▶ **Extracted data**:
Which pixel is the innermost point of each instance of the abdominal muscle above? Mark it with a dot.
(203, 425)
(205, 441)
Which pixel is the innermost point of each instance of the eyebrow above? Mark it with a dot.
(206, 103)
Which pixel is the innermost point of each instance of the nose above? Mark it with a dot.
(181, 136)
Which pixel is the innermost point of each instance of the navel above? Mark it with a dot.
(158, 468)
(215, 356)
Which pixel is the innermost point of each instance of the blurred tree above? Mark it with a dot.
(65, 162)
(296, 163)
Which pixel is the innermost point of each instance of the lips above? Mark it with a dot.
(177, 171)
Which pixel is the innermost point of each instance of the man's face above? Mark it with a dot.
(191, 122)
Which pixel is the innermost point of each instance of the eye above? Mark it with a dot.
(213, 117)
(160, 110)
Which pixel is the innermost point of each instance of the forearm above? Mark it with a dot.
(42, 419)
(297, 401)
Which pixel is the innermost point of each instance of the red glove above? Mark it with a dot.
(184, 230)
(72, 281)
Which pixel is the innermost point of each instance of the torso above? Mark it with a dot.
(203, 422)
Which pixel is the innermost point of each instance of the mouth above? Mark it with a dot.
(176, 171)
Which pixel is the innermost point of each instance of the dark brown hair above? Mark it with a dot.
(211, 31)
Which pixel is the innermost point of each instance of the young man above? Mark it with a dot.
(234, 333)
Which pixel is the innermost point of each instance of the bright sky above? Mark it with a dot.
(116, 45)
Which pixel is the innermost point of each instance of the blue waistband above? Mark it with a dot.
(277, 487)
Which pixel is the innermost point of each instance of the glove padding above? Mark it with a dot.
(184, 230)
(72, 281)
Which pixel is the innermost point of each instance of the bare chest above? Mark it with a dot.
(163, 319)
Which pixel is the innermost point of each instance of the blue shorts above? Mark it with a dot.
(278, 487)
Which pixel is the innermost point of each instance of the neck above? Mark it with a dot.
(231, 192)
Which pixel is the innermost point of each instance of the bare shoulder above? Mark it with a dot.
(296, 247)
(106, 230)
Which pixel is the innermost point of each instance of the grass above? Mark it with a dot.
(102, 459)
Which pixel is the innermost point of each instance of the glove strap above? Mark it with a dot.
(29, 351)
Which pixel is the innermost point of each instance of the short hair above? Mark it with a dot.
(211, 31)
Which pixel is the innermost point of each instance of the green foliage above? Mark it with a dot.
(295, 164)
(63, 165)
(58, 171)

▶ **Stated exercise**: Transcribe every item above verbatim, line for line.

▶ **Answer in full**:
Which pixel is the innermost point of each instance of the abdominal muscle above? Mark it with a dot.
(203, 425)
(205, 441)
Which pixel is the innermost point of each instance of the eyebrow above? Mark it with a dot.
(206, 103)
Which pixel is the innermost point of each instance of the nose above? Mark it with a dot.
(181, 136)
Which pixel is the innermost point of each instance of the navel above? Mark it with a dot.
(158, 468)
(215, 356)
Which pixel is the innermost point of each instance of the blurred tree above? Mark it with a dot.
(65, 162)
(296, 163)
Which pixel is the innermost point of each instance of the lips above? Mark it with a dot.
(177, 171)
Which pixel is the innermost point of each instance of the man's face above? Mark it with a dot.
(191, 122)
Which pixel is the innermost point of each instance of the eye above? Mark it with a dot.
(213, 117)
(160, 110)
Which pixel is the innermost point of each instance of the forearm above? Mark it with a dot.
(42, 419)
(297, 401)
Which pixel is the innermost point of each instance of the red glove above? Mark it with a dot.
(184, 230)
(72, 281)
Which pixel is the innermost point of each instance of the torso above? Mark it with a dot.
(203, 422)
Which pixel is the innermost point of each instance of the mouth above? Mark it with a dot.
(176, 171)
Which pixel is the innermost point of each instance of the dark brown hair above? Mark it with a dot.
(211, 31)
Which pixel is the innermost point of each instance of the young man above? Mark it with a dot.
(234, 333)
Which pixel is the innermost point of each instance of the bright sky above? Mark it with a dot.
(116, 45)
Which pixel is the innermost point of each instance of the blue waistband above? Mark it with a dot.
(277, 487)
Which pixel is the innermost point of each instance of the glove padding above? Mark it with a dot.
(184, 230)
(72, 281)
Which pixel is the innermost point of each instance of the bare chest above? Mark it with a dot.
(163, 319)
Which pixel is the innermost point of each instance of the blue shorts above? Mark it with a dot.
(278, 487)
Which pixel is the innermost point of each instance of the neck above? Mark it with a dot.
(231, 192)
Which pixel is the innermost point of each instance of the bare shoulder above? Mark it with a dot.
(296, 247)
(106, 230)
Which pixel is the innermost point of each instance of the grass above? Mark it with a dot.
(102, 459)
Which pixel is the innermost point of each instance of the glove strap above? Mark it with a dot.
(29, 351)
Which pixel is the innermost point of each instance of the short hair above? Mark it with a dot.
(211, 31)
Which pixel is the innermost point of each instance of the green foliage above? Mark it with a dot.
(295, 164)
(63, 165)
(58, 171)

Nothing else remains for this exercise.